**Exercise brief:**
Copy the lines from the one containing "trace --target=cloudy sky" through the one containing "32L218 52L236 36L287", inclusive, replacing "response" with "reply" and changing nothing else. Omit the pictures.

**Information shown:**
## Start

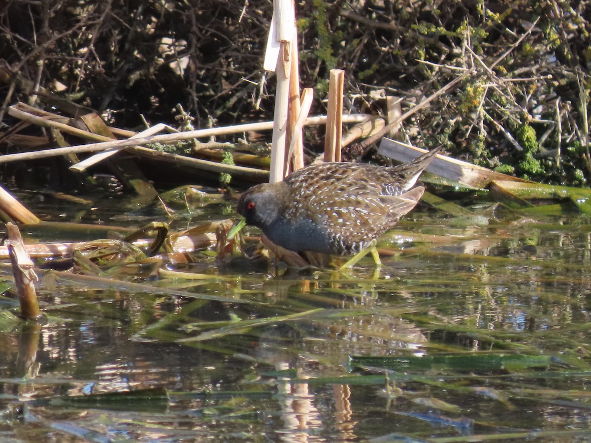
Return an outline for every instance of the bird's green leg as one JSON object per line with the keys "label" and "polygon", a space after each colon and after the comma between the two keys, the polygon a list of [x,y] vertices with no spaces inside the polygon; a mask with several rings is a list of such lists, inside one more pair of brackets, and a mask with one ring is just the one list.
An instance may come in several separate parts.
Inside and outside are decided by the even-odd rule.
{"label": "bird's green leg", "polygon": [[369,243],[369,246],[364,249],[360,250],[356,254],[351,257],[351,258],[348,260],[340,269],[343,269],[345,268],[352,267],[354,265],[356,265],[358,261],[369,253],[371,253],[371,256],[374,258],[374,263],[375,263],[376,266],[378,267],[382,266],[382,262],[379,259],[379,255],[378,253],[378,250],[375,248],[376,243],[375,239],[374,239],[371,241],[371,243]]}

## End
## Start

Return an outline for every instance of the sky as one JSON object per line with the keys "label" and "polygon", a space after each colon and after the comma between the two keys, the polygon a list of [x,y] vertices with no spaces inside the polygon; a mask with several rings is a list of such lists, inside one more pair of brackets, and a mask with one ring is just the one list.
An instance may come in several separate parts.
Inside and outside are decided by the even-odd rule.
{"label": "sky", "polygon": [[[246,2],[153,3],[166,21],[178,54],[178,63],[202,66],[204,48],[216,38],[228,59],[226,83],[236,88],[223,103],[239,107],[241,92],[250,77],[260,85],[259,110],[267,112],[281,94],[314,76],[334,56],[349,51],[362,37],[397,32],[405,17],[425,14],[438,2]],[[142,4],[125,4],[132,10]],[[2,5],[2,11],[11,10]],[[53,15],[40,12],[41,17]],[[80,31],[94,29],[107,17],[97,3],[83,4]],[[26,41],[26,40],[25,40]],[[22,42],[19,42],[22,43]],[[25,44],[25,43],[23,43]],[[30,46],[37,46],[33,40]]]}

## End
## Start

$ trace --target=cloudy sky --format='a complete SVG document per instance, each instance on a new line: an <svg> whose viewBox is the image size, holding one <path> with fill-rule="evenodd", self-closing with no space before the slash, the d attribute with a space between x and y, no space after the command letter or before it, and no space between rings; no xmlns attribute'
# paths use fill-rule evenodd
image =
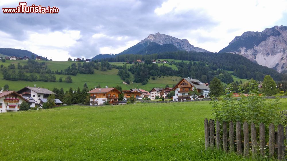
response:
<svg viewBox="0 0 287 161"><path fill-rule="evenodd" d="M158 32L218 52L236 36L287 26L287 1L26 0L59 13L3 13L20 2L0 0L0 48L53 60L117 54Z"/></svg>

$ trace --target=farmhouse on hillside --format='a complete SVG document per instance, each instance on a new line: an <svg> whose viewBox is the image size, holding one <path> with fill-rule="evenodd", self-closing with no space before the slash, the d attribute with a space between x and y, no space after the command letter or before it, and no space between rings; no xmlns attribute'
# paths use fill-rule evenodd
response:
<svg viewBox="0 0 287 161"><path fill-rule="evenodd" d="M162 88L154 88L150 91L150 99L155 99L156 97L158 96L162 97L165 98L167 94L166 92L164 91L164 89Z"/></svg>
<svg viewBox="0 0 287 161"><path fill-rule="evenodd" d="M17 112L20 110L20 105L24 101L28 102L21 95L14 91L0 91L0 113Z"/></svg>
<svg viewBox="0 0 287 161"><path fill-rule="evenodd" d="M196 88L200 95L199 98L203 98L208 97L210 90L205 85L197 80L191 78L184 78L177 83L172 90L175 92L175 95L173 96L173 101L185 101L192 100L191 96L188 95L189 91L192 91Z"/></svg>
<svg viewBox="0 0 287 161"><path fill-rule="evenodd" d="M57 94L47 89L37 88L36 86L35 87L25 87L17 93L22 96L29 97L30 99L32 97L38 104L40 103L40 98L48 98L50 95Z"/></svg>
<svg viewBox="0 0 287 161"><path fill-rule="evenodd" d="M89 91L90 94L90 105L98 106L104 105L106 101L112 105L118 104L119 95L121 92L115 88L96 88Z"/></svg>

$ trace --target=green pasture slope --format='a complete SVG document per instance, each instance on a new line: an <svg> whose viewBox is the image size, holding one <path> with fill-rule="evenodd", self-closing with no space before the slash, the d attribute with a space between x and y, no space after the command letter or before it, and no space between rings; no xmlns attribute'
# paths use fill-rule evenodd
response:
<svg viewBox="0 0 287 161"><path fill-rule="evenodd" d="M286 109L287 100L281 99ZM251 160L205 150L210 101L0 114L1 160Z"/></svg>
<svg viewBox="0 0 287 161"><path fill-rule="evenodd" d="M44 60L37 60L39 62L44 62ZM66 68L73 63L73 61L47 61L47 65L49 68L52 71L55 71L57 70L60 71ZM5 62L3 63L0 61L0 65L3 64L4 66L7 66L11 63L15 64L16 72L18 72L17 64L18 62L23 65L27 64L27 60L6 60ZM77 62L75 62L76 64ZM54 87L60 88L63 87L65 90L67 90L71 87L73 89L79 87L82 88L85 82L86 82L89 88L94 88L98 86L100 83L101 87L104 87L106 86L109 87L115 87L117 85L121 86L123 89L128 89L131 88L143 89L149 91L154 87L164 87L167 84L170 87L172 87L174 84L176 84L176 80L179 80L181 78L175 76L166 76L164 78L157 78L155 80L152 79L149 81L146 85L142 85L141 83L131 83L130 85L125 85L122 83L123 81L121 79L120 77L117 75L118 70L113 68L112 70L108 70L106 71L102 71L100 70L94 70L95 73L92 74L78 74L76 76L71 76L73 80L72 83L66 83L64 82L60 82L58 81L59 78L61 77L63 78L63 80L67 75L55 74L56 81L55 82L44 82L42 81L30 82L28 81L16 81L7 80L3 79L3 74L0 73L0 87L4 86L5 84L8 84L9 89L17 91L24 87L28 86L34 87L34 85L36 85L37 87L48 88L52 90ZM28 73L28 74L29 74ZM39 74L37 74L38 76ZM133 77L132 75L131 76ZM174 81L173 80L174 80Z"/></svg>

## End

**Answer in full:**
$ trace --target=cloudy sky --format='a complete SVG document per instance, each instance on a new line: an <svg> whose viewBox is the image size, holding one <path> with fill-rule="evenodd", self-closing with no space before the slash, the d attribute with a space between x and y, no space after the command letter or before it, and no space between rings; no xmlns attribute'
# paths use fill-rule evenodd
image =
reply:
<svg viewBox="0 0 287 161"><path fill-rule="evenodd" d="M158 32L218 52L236 36L287 26L287 1L26 0L59 13L3 13L20 2L0 0L0 48L53 60L117 54Z"/></svg>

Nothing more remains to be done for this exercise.